§ **Records for this exercise**

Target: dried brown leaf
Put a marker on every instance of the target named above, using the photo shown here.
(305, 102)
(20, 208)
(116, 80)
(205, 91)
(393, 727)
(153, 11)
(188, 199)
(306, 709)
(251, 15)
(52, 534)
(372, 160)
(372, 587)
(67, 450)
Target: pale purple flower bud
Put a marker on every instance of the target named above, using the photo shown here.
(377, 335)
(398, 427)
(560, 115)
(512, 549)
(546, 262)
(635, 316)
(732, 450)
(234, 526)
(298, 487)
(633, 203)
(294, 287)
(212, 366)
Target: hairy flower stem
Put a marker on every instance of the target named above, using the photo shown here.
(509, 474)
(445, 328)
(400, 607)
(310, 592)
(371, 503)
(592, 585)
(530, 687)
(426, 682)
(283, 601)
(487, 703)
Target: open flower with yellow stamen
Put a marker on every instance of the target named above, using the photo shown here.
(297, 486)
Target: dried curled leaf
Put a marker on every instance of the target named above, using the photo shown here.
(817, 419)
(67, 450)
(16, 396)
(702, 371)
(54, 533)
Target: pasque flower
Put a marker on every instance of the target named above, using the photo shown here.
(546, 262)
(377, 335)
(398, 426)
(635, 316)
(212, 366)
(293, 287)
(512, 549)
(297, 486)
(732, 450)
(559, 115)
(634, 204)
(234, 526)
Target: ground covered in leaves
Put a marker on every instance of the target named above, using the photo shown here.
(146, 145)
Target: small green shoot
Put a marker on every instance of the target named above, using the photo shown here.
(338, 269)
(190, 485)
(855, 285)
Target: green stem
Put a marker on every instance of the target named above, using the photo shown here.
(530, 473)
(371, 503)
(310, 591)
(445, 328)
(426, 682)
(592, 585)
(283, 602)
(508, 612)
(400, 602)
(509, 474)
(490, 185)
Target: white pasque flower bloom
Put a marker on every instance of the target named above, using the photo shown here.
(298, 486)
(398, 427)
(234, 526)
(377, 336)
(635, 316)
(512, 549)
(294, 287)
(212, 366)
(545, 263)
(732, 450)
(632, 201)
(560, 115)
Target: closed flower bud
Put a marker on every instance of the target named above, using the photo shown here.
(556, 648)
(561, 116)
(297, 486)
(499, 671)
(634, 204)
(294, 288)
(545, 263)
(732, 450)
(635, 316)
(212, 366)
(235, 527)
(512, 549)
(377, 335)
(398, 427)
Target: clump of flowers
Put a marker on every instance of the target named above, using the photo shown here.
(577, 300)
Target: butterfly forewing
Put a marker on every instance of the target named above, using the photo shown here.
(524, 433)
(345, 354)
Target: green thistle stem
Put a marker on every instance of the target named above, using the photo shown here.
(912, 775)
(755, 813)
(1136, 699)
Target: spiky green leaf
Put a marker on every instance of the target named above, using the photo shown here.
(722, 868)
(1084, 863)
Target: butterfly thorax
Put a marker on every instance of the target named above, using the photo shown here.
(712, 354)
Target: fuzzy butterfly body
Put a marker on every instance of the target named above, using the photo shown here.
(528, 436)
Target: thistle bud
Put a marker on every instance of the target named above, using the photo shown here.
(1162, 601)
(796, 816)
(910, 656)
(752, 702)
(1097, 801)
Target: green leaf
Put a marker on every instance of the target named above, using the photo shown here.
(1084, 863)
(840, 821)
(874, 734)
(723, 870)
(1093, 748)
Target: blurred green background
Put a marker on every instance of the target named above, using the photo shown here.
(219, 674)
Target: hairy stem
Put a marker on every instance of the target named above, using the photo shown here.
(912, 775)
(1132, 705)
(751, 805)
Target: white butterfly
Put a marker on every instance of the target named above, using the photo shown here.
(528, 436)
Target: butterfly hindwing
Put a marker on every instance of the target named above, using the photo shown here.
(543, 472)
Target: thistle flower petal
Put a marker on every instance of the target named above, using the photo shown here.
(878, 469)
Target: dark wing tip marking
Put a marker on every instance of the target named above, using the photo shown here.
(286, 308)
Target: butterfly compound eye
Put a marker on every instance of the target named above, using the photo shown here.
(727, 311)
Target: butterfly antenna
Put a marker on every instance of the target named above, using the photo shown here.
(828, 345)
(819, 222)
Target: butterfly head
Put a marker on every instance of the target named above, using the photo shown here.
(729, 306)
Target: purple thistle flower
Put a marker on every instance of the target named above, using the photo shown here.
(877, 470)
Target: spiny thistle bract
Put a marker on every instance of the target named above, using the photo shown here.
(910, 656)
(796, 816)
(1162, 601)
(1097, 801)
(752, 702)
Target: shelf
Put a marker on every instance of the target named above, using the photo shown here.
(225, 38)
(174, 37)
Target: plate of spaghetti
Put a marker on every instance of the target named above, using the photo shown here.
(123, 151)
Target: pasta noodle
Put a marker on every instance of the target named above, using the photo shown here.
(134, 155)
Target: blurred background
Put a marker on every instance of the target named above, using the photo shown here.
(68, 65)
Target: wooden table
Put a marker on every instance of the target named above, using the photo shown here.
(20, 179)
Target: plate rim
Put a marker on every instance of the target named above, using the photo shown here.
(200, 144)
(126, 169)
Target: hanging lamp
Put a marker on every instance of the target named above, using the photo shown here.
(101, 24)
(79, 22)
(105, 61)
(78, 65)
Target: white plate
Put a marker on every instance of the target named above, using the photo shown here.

§ **Exercise requirements**
What you retype should run from the first line of the entries above through the line containing "Target: pale purple flower bud", exactly and in full.

§ **Exercise result**
Target: dried brown leaf
Put a marker on every instance of the target named above, using the photo shown here.
(305, 102)
(20, 208)
(116, 80)
(205, 91)
(393, 727)
(153, 11)
(188, 199)
(306, 709)
(251, 15)
(52, 534)
(372, 160)
(372, 587)
(67, 450)
Target: pale purple flower bud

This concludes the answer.